-- BEGIN Available data --
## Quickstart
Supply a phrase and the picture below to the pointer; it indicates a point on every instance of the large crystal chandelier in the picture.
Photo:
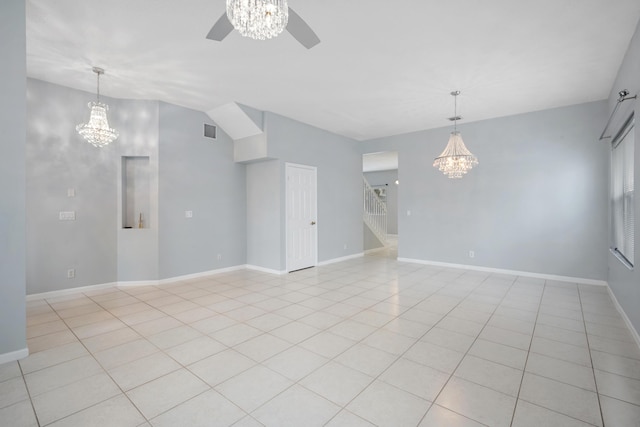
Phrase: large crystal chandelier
(97, 131)
(258, 19)
(456, 160)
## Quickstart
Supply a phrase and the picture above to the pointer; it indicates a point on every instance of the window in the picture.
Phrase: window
(622, 203)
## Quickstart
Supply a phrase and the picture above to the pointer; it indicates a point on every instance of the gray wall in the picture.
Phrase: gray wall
(339, 167)
(264, 210)
(388, 180)
(624, 282)
(12, 177)
(537, 202)
(198, 174)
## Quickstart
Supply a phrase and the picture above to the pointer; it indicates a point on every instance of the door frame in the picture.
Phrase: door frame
(288, 165)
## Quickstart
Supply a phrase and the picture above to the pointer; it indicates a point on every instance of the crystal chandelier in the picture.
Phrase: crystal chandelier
(258, 19)
(456, 160)
(97, 131)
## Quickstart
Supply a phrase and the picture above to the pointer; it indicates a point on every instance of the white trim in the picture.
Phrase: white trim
(14, 355)
(511, 272)
(265, 270)
(68, 291)
(626, 319)
(344, 258)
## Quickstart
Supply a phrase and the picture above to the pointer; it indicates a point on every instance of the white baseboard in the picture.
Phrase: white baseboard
(69, 291)
(344, 258)
(265, 270)
(14, 355)
(626, 319)
(511, 272)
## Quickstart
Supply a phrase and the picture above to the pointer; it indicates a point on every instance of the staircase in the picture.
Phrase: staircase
(375, 213)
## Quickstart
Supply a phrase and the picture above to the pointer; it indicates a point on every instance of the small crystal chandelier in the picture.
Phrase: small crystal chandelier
(258, 19)
(97, 131)
(456, 160)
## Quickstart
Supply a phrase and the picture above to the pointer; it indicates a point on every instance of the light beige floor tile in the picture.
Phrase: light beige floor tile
(221, 366)
(296, 407)
(164, 393)
(98, 328)
(295, 332)
(209, 409)
(434, 356)
(268, 322)
(142, 316)
(155, 326)
(125, 353)
(19, 414)
(560, 370)
(477, 402)
(618, 413)
(195, 350)
(173, 337)
(115, 412)
(254, 387)
(618, 387)
(327, 344)
(336, 383)
(348, 419)
(448, 339)
(262, 347)
(213, 324)
(64, 401)
(560, 350)
(439, 416)
(490, 374)
(295, 363)
(353, 330)
(506, 337)
(110, 339)
(52, 356)
(385, 405)
(62, 374)
(415, 378)
(616, 364)
(236, 334)
(46, 328)
(499, 353)
(12, 391)
(9, 370)
(530, 415)
(143, 370)
(566, 399)
(388, 341)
-- END Available data --
[What you need to do]: Copy the material above exactly and drop the pictures.

[Full response]:
## Quickstart
Supply a phrase and the picture below to the pointer; it indicates a point on every instance of the large crystal chandelier in the picture.
Photo:
Phrase: large crystal chandelier
(97, 131)
(258, 19)
(456, 160)
## Quickstart
Supply a phrase and the picture above to the pointer; it indicates a point on every instance of the window in the picture.
Phrase: window
(622, 203)
## Quickstart
Supply a phrase and the picture above to the pointer; it indicates a point on every instance of the gray wall in the picture.
Phrase: gray wall
(339, 167)
(264, 210)
(388, 180)
(624, 282)
(12, 177)
(537, 202)
(198, 174)
## Quickstart
Supply a phrase and the picture above to the pointer; it indicates a point on every instance of the door frame in the picture.
Phrase: door frame
(288, 165)
## Quickstart
Supply a phrase and the picture above to the pointer; it indicates a point on every instance of the crystal chandelier in the picture.
Phrase: crystal chandelier
(258, 19)
(456, 160)
(97, 131)
## Quickstart
Supply a phrase and the picture above to the pointer; it indicates a point on every instance of the white trim in the picture.
Phrase: white trim
(14, 355)
(511, 272)
(265, 270)
(68, 291)
(626, 319)
(344, 258)
## Quickstart
Supply a phrase and the picture above to the pointer; it indicates a point on every instance of the white baseboard in the picture.
Phrase: white baseboard
(69, 291)
(344, 258)
(265, 270)
(14, 355)
(626, 319)
(511, 272)
## Quickstart
Supply a phrase and the picture above to the pointer; it indicates a point on every instance of the staircase in the picture.
Phrase: staircase
(375, 213)
## Quickstart
Supply a phrase and the picture above to the pointer; it indicates a point on every instance of the small crystal chandelier in the picture.
Phrase: small crystal chandelier
(258, 19)
(97, 131)
(456, 160)
## Quickstart
Supply a phrase and the picture above to the pointer; it indicates a point on every instance of the light beige floor tile in the picture.
Phrase: light beige floor tile
(221, 366)
(296, 407)
(164, 393)
(98, 328)
(295, 332)
(209, 409)
(434, 356)
(268, 322)
(142, 316)
(155, 326)
(125, 353)
(19, 414)
(560, 370)
(477, 402)
(618, 413)
(195, 350)
(173, 337)
(115, 412)
(254, 387)
(618, 387)
(327, 344)
(336, 383)
(348, 419)
(448, 339)
(262, 347)
(213, 324)
(64, 401)
(560, 350)
(439, 416)
(490, 374)
(295, 363)
(353, 330)
(506, 337)
(110, 339)
(52, 356)
(385, 405)
(62, 374)
(415, 378)
(616, 364)
(236, 334)
(46, 328)
(499, 353)
(12, 391)
(9, 370)
(530, 415)
(143, 370)
(566, 399)
(388, 341)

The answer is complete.